▸ **Problem details**
From the data, copy out every line in which the word "TARGET" appears.

▸ **Listed records**
▼▼▼
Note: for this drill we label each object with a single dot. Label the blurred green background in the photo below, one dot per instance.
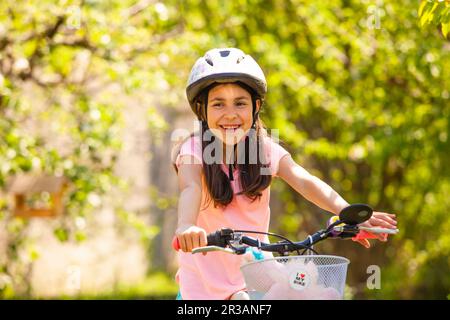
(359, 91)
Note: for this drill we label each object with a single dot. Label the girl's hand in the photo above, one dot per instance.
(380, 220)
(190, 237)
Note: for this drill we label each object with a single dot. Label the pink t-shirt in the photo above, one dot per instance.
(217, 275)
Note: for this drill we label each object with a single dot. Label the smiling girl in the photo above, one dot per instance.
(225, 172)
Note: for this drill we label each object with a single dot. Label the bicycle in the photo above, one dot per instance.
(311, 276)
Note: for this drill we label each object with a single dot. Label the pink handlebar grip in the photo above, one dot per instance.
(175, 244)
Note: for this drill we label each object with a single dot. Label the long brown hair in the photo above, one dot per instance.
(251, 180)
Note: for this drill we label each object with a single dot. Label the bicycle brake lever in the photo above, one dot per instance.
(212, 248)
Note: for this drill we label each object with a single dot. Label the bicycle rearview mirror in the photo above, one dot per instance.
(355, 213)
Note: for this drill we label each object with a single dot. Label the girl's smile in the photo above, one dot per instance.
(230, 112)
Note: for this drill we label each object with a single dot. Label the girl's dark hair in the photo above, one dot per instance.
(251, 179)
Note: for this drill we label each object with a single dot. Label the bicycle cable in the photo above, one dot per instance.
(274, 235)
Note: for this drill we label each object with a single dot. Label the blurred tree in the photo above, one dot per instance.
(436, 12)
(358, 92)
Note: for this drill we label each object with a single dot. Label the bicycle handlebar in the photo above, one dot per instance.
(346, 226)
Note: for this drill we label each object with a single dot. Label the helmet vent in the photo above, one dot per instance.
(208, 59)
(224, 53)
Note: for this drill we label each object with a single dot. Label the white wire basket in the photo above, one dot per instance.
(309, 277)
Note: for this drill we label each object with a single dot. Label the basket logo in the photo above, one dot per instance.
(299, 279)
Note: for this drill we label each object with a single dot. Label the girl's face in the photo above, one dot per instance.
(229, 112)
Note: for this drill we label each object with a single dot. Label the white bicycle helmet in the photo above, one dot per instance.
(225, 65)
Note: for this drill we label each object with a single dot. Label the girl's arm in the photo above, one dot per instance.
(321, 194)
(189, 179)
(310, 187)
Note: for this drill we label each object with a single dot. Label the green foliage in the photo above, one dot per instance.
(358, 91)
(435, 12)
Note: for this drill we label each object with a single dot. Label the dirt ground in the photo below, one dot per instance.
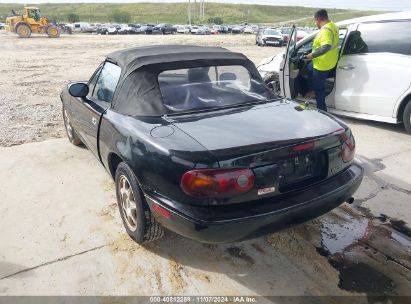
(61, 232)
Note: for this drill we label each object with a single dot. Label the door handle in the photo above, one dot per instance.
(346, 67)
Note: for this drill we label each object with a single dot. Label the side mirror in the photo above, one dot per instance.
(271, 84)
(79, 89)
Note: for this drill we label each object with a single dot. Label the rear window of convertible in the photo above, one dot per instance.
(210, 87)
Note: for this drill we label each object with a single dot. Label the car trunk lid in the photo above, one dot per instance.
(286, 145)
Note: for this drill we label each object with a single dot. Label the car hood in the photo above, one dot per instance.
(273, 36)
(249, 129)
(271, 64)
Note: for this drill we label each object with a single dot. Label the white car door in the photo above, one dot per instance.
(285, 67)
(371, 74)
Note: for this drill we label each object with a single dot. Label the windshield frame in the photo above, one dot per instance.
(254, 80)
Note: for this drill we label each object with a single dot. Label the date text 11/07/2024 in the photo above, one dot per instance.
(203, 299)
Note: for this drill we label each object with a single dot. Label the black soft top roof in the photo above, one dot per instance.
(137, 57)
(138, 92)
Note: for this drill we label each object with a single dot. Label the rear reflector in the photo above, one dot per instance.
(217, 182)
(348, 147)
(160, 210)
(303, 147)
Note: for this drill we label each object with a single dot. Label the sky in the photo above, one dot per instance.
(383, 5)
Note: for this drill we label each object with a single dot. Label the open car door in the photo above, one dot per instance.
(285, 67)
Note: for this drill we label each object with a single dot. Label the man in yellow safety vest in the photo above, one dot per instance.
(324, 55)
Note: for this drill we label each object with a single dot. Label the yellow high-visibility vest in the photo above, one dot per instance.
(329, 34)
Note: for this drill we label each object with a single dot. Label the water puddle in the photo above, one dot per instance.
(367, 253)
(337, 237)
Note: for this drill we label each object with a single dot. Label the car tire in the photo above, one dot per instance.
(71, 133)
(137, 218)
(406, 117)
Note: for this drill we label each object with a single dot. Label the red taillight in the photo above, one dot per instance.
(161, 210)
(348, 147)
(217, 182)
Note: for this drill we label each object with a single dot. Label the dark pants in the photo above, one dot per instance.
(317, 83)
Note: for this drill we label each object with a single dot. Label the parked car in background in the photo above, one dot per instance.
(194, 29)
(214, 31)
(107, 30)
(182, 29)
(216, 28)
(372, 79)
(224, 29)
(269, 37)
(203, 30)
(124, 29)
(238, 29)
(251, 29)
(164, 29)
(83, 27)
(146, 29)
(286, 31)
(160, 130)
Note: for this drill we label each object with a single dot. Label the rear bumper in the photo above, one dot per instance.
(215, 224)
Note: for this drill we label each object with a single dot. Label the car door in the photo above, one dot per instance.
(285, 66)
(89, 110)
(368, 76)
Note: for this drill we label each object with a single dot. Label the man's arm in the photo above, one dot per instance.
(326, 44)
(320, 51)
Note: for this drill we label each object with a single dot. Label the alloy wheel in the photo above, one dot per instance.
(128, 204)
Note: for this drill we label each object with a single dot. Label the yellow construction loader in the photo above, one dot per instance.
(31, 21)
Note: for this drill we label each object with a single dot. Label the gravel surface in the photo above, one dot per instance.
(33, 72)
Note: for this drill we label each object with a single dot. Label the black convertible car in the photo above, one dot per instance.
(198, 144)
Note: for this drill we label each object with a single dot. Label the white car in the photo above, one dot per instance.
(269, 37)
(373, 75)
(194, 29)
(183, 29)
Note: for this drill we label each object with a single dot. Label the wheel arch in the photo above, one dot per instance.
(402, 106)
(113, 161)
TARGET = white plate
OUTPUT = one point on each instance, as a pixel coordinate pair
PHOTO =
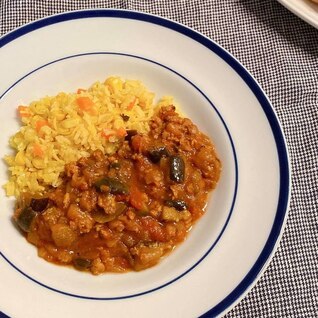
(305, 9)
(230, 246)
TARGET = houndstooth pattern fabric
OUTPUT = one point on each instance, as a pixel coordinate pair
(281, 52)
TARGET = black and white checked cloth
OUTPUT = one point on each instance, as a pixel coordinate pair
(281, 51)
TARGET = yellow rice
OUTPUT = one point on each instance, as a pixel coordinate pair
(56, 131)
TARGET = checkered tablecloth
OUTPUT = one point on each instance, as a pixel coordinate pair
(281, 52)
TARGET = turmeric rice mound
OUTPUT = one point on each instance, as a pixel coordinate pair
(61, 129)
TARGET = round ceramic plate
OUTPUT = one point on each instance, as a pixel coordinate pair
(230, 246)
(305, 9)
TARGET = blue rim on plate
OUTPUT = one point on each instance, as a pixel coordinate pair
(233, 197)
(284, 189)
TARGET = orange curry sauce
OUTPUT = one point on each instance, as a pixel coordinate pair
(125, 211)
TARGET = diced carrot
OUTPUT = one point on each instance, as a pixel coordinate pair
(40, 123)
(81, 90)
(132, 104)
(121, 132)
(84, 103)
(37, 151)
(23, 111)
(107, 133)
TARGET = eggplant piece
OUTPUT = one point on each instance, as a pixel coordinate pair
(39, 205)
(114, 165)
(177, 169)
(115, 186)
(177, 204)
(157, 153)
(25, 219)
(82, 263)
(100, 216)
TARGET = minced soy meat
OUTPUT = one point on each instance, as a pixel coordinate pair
▲▲▲
▸ **Result for this task**
TARGET = white plate
TARGET = houndstooth pattern fabric
TARGET = black and white checked cloth
TARGET = yellow rice
TARGET = checkered tablecloth
TARGET = turmeric rice mound
TARGET = round ceramic plate
TARGET = blue rim on plate
TARGET = orange curry sauce
TARGET = diced carrot
TARGET = eggplant piece
TARGET = minced soy meat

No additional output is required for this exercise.